## SET TASK
Output every line of the material below unchanged and in the same order.

Point annotation records:
______________________________
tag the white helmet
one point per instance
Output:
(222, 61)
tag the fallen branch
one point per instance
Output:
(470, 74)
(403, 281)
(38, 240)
______________________________
## OUTPUT OF THE EXERCISE
tag the white helmet
one point per instance
Output:
(222, 61)
tag the fallen branch
one point per instance
Output:
(470, 74)
(403, 281)
(38, 240)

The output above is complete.